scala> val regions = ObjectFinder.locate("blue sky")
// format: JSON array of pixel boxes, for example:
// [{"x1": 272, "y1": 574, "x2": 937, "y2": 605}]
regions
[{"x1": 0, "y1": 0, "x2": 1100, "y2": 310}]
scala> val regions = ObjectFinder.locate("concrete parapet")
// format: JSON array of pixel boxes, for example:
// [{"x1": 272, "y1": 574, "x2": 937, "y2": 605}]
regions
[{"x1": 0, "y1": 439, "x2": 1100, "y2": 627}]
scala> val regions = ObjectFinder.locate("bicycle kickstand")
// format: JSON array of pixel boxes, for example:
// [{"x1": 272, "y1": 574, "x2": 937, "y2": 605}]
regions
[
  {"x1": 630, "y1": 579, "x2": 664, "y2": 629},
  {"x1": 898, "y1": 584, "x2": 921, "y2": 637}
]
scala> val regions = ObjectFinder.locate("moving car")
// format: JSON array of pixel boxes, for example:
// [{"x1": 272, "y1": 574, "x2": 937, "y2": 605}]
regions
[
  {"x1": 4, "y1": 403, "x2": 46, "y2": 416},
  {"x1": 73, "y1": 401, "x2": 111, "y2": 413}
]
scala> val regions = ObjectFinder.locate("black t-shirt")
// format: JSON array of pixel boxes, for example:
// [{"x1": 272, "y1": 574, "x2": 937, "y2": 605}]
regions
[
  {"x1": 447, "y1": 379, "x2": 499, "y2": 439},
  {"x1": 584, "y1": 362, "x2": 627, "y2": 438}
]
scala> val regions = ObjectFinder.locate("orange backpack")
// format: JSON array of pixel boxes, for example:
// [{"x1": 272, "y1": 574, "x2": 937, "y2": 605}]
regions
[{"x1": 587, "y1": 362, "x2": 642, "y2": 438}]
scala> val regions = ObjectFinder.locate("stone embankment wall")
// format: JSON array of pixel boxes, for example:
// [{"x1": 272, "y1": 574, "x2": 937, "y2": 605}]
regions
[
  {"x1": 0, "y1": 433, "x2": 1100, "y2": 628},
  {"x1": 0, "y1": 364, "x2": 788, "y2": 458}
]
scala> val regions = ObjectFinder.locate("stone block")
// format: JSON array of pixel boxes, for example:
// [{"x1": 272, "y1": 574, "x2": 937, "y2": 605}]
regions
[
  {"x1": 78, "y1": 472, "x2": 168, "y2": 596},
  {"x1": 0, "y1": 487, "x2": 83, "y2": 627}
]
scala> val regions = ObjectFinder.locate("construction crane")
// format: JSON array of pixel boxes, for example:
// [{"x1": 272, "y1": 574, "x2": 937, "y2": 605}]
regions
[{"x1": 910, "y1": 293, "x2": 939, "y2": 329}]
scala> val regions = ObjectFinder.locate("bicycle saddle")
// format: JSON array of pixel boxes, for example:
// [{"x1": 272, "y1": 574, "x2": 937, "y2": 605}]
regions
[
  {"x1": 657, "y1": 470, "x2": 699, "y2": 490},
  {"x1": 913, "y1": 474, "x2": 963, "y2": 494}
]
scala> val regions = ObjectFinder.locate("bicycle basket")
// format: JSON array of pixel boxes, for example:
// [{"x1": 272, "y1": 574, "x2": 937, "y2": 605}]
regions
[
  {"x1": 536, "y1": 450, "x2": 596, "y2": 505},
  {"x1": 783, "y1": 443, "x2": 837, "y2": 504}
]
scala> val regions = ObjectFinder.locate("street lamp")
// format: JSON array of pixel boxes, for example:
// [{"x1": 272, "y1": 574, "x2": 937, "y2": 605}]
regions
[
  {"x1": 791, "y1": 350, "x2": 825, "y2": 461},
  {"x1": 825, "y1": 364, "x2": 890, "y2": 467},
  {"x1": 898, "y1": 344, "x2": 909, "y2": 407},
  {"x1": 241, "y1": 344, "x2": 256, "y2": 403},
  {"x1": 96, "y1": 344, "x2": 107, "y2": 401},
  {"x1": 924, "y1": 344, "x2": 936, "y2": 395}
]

== WHAT IS NEEDED ==
Count the lines in the entries above that contain the word "stone", treating uppercase and lowercase as different. Reply with the number only.

== RIGHT ANSWER ==
2